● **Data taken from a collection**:
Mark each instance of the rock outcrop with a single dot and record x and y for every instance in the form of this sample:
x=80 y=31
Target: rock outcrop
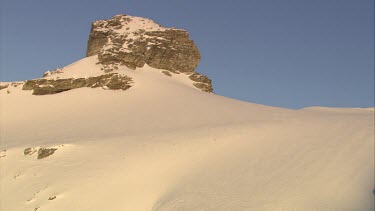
x=52 y=86
x=134 y=42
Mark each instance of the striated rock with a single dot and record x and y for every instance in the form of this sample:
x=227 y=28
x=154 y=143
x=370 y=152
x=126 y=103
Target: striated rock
x=204 y=83
x=29 y=151
x=135 y=41
x=52 y=86
x=4 y=86
x=45 y=152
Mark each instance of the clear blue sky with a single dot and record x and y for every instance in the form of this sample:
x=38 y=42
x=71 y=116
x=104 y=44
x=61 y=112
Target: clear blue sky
x=290 y=53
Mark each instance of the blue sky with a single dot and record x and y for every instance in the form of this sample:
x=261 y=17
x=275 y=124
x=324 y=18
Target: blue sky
x=290 y=53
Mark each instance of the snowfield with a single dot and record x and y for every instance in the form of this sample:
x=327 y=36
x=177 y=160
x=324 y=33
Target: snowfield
x=164 y=145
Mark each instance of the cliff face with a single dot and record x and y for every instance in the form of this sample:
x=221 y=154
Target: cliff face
x=134 y=42
x=120 y=43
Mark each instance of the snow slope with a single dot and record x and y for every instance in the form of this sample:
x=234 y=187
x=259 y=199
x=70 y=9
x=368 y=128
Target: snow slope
x=165 y=145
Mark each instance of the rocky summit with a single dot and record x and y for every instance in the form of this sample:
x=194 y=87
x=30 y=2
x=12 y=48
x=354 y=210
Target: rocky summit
x=123 y=42
x=135 y=41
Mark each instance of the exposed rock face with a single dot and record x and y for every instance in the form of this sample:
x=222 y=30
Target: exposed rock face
x=45 y=152
x=52 y=86
x=135 y=41
x=203 y=82
x=4 y=86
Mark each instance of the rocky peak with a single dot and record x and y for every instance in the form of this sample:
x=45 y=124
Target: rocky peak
x=135 y=41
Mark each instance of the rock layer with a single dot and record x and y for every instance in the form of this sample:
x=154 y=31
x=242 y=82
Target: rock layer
x=134 y=42
x=52 y=86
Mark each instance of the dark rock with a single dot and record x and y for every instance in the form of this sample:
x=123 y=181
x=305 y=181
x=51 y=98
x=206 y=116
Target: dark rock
x=52 y=198
x=204 y=83
x=167 y=73
x=4 y=86
x=45 y=152
x=29 y=151
x=52 y=86
x=161 y=48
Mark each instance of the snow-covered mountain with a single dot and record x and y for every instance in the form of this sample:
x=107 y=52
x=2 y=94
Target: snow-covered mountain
x=125 y=129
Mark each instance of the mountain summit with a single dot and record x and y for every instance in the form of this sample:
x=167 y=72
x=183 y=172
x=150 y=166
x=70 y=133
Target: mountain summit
x=118 y=45
x=129 y=128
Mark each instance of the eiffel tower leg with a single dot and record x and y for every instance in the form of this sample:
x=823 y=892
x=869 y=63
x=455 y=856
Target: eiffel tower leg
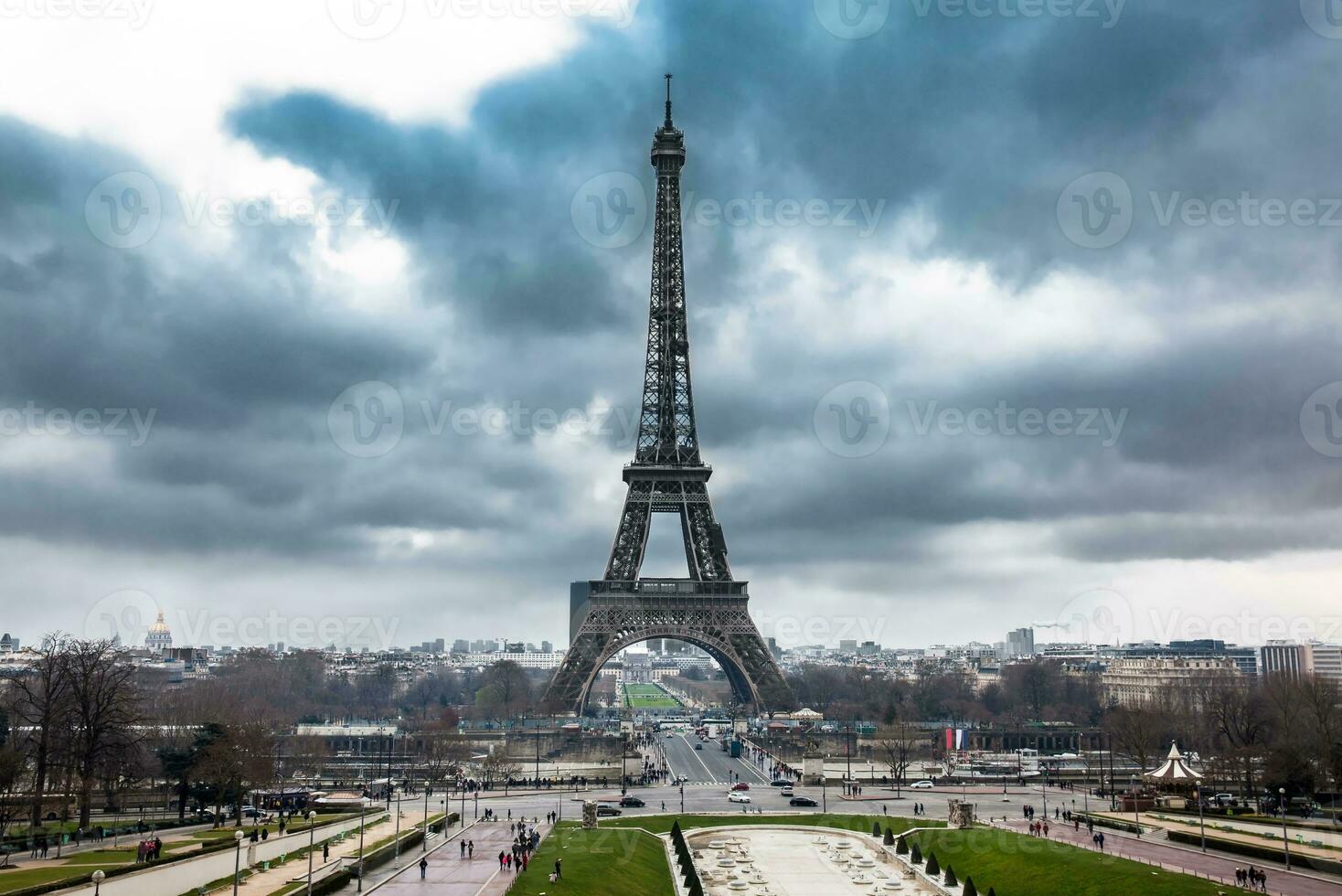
x=721 y=626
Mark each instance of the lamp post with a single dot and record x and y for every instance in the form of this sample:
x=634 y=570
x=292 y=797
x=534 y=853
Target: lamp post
x=1137 y=818
x=363 y=813
x=312 y=845
x=238 y=858
x=424 y=838
x=396 y=837
x=1286 y=840
x=1201 y=827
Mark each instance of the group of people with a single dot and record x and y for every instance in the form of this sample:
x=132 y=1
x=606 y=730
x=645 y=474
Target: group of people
x=149 y=850
x=525 y=840
x=1251 y=876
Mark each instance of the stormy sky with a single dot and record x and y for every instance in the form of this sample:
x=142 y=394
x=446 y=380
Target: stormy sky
x=324 y=322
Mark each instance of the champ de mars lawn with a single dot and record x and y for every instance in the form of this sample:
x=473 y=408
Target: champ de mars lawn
x=623 y=858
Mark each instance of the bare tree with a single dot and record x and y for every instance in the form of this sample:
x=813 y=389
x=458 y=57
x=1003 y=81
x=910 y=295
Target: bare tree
x=40 y=706
x=103 y=712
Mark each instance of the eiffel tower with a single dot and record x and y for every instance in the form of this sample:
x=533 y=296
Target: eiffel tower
x=667 y=476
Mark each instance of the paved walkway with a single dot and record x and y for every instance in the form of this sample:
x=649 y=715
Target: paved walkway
x=450 y=875
x=267 y=881
x=1185 y=860
x=1246 y=832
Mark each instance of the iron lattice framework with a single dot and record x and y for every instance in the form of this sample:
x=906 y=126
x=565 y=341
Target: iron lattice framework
x=668 y=476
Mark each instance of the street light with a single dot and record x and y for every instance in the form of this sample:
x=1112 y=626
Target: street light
x=1201 y=827
x=1137 y=818
x=312 y=845
x=424 y=838
x=1286 y=840
x=363 y=813
x=238 y=858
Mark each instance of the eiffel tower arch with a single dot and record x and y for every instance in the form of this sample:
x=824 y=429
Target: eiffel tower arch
x=667 y=476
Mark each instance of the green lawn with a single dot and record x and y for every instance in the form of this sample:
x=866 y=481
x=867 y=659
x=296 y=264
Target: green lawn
x=1018 y=864
x=607 y=860
x=648 y=697
x=857 y=824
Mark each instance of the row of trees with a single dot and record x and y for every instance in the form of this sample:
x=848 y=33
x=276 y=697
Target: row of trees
x=74 y=726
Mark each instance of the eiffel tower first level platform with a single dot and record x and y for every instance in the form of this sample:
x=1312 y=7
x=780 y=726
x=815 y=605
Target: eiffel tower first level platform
x=667 y=476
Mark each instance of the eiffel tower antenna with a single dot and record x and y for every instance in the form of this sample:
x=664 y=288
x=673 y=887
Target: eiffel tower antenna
x=667 y=476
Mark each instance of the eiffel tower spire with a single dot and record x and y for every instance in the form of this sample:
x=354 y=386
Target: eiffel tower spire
x=667 y=474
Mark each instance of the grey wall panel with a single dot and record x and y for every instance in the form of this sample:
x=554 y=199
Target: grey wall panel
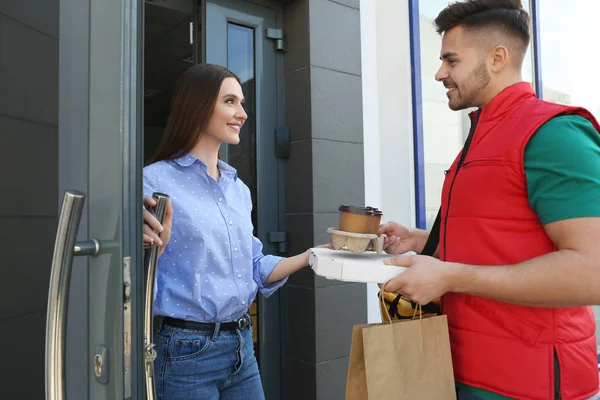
x=39 y=15
x=301 y=324
x=304 y=388
x=335 y=36
x=28 y=73
x=331 y=379
x=339 y=175
x=298 y=103
x=296 y=36
x=336 y=105
x=22 y=369
x=299 y=178
x=337 y=310
x=325 y=168
x=350 y=3
x=26 y=246
x=28 y=166
x=29 y=170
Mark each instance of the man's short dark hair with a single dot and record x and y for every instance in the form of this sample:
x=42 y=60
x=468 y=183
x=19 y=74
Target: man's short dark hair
x=507 y=16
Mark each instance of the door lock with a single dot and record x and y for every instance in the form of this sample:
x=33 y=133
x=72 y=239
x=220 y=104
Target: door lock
x=101 y=364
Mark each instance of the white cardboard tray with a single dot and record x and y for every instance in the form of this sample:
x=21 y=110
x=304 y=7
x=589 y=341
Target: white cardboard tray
x=352 y=267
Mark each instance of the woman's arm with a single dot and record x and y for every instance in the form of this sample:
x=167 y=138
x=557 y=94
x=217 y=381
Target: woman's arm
x=288 y=266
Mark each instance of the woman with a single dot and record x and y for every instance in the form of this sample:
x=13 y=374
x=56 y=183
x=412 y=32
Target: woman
x=212 y=266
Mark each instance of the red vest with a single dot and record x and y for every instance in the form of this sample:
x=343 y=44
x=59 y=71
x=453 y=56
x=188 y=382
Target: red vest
x=487 y=220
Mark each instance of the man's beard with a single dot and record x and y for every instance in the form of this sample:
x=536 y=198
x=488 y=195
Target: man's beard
x=473 y=85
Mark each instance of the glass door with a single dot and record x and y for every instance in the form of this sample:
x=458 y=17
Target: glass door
x=93 y=332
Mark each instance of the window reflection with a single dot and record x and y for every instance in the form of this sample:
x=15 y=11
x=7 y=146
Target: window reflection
x=569 y=64
x=240 y=60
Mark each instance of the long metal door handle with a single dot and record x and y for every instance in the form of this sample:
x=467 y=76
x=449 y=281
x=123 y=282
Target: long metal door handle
x=150 y=260
x=65 y=248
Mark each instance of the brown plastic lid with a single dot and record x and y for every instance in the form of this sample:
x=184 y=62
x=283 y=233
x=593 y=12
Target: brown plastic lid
x=356 y=210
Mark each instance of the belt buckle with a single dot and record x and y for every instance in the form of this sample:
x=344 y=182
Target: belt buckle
x=242 y=323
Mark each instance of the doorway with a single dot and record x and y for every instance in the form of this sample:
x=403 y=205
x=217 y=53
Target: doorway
x=232 y=33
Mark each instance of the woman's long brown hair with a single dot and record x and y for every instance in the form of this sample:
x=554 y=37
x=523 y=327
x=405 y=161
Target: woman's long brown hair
x=195 y=95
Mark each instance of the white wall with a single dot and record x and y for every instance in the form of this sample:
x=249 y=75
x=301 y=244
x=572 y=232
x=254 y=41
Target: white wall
x=387 y=116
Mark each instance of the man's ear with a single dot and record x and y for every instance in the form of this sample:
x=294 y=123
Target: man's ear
x=498 y=58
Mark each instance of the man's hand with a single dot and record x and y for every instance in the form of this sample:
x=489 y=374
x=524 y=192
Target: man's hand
x=399 y=239
x=426 y=278
x=152 y=226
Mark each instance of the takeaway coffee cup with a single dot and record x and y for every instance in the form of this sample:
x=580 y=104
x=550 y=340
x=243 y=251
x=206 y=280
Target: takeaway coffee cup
x=359 y=219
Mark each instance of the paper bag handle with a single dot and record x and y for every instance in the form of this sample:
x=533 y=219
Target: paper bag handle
x=388 y=313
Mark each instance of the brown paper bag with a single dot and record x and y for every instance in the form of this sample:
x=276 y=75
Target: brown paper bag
x=404 y=360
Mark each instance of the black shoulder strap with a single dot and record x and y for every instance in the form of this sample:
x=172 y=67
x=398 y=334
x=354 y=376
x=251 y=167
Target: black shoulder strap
x=434 y=236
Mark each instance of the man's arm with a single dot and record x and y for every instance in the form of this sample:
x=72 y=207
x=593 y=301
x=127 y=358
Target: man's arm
x=565 y=278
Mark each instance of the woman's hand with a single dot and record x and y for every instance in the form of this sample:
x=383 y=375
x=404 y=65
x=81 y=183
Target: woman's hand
x=152 y=226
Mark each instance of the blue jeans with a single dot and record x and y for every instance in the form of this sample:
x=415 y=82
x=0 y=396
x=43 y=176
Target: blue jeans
x=203 y=365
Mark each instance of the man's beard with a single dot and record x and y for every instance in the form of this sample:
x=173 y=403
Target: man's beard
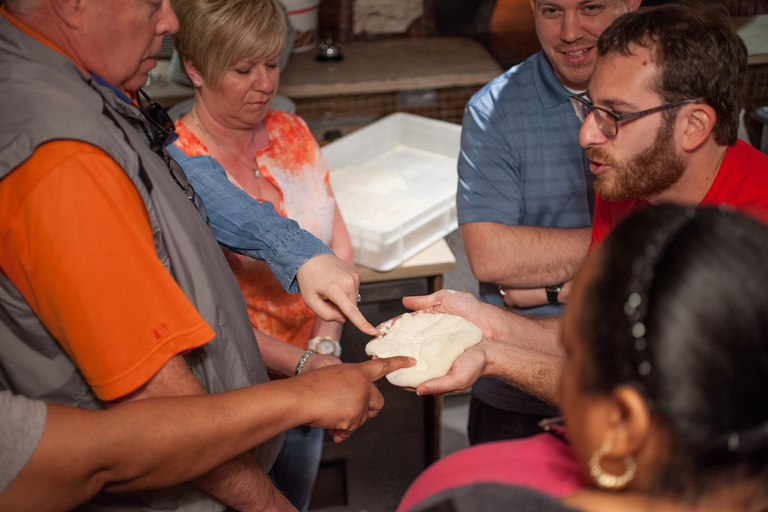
x=646 y=174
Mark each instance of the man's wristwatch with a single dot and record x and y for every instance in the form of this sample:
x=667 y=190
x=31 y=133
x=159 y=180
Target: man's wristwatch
x=325 y=345
x=552 y=293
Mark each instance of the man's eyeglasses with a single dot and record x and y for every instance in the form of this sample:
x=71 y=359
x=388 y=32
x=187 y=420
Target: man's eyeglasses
x=162 y=133
x=181 y=180
x=554 y=426
x=162 y=128
x=608 y=121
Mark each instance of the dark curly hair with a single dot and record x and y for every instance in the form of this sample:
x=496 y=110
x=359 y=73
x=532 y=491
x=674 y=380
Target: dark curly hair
x=701 y=277
x=699 y=53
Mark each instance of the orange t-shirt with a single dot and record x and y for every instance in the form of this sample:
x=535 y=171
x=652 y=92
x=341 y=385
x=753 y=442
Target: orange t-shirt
x=294 y=164
x=78 y=246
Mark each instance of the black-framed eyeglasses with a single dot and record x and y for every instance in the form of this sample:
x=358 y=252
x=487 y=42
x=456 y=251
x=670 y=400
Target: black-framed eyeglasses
x=554 y=426
x=608 y=121
x=161 y=125
x=177 y=173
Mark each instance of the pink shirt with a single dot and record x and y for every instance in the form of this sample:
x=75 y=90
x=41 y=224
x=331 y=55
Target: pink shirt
x=542 y=462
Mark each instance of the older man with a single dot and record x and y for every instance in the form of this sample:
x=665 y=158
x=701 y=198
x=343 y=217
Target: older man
x=660 y=120
x=113 y=288
x=525 y=191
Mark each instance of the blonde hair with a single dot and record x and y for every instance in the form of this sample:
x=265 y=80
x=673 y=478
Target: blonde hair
x=215 y=34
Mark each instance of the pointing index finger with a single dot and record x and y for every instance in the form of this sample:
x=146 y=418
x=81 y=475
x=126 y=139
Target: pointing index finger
x=378 y=368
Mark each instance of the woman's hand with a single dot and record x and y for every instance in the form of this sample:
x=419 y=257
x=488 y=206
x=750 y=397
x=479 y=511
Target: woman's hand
x=316 y=361
x=329 y=287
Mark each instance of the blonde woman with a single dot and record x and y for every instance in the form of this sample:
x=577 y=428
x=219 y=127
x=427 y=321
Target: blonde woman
x=230 y=51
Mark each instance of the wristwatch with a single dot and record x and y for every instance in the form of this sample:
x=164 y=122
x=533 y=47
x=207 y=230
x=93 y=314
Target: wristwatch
x=325 y=345
x=302 y=362
x=552 y=293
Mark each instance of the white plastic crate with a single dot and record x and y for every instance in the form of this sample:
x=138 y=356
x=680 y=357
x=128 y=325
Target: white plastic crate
x=395 y=184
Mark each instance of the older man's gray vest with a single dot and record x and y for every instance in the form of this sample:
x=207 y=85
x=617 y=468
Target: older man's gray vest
x=44 y=97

● **Requirements**:
Quote the lines between the one holding "Mark each instance of the brown paper" and the one holding "x=565 y=278", both included, and keep them word for word.

● **Reply**:
Mark each instance of the brown paper bag with a single dot and record x and y for every instance in the form of this sample:
x=276 y=75
Target: brown paper bag
x=404 y=360
Mark each instance of the black shoulder strap with a single dot and record x and y for every instance in the form of this sample:
x=172 y=67
x=398 y=334
x=354 y=376
x=251 y=167
Target: black shoulder strap
x=434 y=236
Mark each instance of the man's arm with a single dot and record x and y for every instance in the form of this sample:
x=72 y=207
x=593 y=301
x=127 y=358
Target: man's arm
x=565 y=278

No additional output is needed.